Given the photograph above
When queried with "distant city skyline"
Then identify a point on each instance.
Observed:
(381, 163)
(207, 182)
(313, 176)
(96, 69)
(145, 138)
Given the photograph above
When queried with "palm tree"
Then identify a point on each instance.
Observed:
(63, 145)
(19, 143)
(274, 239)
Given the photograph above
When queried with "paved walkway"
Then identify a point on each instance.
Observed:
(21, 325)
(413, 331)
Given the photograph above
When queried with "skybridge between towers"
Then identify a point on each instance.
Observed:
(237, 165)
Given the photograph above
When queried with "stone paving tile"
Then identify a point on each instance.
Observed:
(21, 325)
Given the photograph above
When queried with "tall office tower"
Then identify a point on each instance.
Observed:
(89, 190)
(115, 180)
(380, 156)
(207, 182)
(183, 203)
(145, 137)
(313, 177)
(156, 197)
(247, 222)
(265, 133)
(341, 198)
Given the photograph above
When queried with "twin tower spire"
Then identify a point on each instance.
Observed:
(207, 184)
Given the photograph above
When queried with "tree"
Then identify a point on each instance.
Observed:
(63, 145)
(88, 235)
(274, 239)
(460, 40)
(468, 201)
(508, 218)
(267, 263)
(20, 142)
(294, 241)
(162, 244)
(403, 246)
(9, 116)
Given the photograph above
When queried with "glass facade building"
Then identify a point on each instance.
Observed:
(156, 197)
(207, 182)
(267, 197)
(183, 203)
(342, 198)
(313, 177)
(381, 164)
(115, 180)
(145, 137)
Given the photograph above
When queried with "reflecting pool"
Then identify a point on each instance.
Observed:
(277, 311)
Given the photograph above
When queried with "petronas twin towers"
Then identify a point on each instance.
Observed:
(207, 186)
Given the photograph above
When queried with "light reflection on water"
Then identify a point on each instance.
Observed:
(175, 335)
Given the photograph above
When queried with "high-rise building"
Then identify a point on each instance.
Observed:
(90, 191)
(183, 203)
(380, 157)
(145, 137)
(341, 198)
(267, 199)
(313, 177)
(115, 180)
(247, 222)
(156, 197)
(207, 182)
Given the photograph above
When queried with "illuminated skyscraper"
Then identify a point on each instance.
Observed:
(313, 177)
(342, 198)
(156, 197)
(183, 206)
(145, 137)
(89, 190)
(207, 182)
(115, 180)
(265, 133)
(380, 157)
* * *
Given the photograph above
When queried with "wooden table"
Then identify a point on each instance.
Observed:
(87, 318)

#### [Instructions to follow]
For the word "towers", say how many lines of the listing contain it; give the number alone.

#### [Task result]
2